▸ **STATED TASK**
Can you rewrite every one of the entries below with "detect" swapped for "locate" and nothing else altered?
= = = = = = =
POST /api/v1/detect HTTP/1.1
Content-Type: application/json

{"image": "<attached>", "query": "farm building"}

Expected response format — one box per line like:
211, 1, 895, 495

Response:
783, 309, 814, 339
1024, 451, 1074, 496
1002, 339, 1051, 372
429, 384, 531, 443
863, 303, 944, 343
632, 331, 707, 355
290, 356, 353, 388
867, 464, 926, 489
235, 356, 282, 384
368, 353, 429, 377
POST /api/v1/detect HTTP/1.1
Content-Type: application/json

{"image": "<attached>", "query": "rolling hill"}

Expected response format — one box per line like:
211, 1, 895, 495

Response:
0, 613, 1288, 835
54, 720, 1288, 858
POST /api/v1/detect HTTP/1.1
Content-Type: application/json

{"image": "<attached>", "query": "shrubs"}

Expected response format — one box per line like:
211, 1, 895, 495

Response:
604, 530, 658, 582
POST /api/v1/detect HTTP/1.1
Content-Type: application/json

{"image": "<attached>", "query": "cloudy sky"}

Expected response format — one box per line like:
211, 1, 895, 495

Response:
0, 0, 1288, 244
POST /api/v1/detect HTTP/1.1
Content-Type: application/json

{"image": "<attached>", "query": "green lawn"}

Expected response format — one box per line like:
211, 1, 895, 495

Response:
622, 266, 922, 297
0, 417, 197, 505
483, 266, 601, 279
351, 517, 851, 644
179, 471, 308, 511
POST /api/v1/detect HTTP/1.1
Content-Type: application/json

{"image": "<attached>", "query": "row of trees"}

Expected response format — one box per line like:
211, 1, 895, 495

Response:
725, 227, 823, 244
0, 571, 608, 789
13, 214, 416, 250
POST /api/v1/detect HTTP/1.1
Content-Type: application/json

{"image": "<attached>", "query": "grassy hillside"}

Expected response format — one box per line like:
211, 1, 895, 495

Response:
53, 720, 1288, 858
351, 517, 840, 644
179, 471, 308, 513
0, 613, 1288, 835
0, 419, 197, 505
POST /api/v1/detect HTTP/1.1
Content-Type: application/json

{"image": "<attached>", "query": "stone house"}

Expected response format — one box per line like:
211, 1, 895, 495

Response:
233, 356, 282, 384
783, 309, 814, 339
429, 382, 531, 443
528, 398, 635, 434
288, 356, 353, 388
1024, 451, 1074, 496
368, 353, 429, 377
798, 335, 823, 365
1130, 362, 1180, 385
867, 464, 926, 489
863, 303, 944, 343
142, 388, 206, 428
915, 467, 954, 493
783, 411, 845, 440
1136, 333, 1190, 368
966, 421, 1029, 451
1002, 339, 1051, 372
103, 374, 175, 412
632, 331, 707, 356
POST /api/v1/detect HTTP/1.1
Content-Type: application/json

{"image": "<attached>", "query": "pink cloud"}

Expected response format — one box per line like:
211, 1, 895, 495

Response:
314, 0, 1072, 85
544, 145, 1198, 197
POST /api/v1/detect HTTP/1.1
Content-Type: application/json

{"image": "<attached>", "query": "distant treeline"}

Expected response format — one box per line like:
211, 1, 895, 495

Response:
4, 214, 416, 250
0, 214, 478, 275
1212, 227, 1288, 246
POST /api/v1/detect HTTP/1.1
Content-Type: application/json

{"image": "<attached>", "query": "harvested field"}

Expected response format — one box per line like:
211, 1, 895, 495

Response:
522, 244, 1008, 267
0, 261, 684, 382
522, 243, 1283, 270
= = = = = = =
▸ **WRITTEN SOLUTION**
POST /api/v1/locate HTTP/1.1
Content-Type: application/json

{"image": "<attached>", "query": "farm building"}

Expected response format — one box per line like:
211, 1, 895, 495

Response:
783, 309, 814, 339
1024, 451, 1074, 496
1002, 339, 1051, 372
429, 384, 531, 443
863, 303, 944, 343
632, 331, 707, 355
290, 356, 353, 388
867, 464, 926, 489
235, 356, 282, 384
368, 353, 429, 377
POST /api/v1/locate HTTP/1.1
Content-Type: application/json

{"image": "<attached>", "query": "rolling hill"}

Expected response format — one box per line like:
211, 1, 895, 495

Response:
0, 613, 1288, 835
54, 720, 1288, 858
POST /api/v1/locate HTTP/1.1
Content-Type: application/json

{"image": "<attached>", "query": "shrubs"}

Expected response format — one box per line like:
211, 1, 895, 495

Response:
604, 530, 658, 582
POST /api/v1/locate HTTP/1.1
Content-Type: application/json

{"image": "<attached>", "query": "cloudy sky"}

Expected response format — one box per line like:
211, 1, 895, 495

Response:
0, 0, 1288, 244
POST /api/v1/locate HTTP/1.1
Content-Type: application/json

{"image": "<attached>", "query": "green lawn"}

Expected response format — one box per line like:
211, 1, 895, 495

Response:
622, 266, 922, 297
0, 417, 197, 505
483, 266, 601, 279
351, 517, 851, 644
179, 471, 308, 511
POST /api/v1/locate HTTP/1.1
Content-Type: application/json

{"image": "<attached>", "query": "row of trees"}

Expected response format — one box per line like:
211, 1, 895, 495

Response:
725, 227, 823, 244
0, 571, 608, 789
13, 214, 416, 250
POST /api/v1/locate HTTP/1.1
Content-Type: application/json

{"image": "<attached>", "query": "grassy hillside"}

Expected response format — one box per line like:
211, 1, 895, 495

Response:
53, 720, 1288, 858
351, 517, 840, 644
179, 471, 308, 513
0, 613, 1288, 835
0, 419, 197, 505
POST /api/v1/locate HTTP/1.1
Content-Type: application/json

{"image": "<attached>", "query": "stone house"}

Expected response format — one box per line like:
211, 1, 895, 495

Response:
233, 356, 282, 384
783, 309, 814, 339
429, 382, 531, 443
528, 398, 635, 434
288, 356, 353, 388
1024, 451, 1074, 496
368, 353, 429, 377
798, 335, 823, 365
1130, 362, 1180, 385
867, 464, 926, 489
863, 303, 944, 343
142, 388, 206, 428
915, 467, 954, 493
783, 411, 845, 440
1136, 333, 1190, 368
966, 421, 1029, 451
1002, 339, 1051, 372
103, 374, 175, 412
632, 331, 707, 356
POST /api/v1/locate HTTP/1.1
Content-Type: application/json

{"image": "<attached>", "query": "pink cloud"}

Expected response format — one box per line like:
211, 1, 895, 495

Response:
314, 0, 1072, 85
544, 145, 1198, 197
POST /api/v1/locate HTTP/1.1
Content-Type: application/json

{"image": "<attached>", "query": "distant treeline"}

Expected response format — one box per line like:
211, 1, 895, 495

Response:
4, 214, 416, 250
0, 214, 478, 275
1212, 227, 1288, 246
POST /api/v1/locate HTTP/1.1
Content-Type: application/json

{"image": "<attached>", "query": "harvested field"}

Expected response format — one box per line like:
211, 1, 895, 495

Response:
522, 244, 1008, 267
0, 261, 684, 382
522, 243, 1283, 270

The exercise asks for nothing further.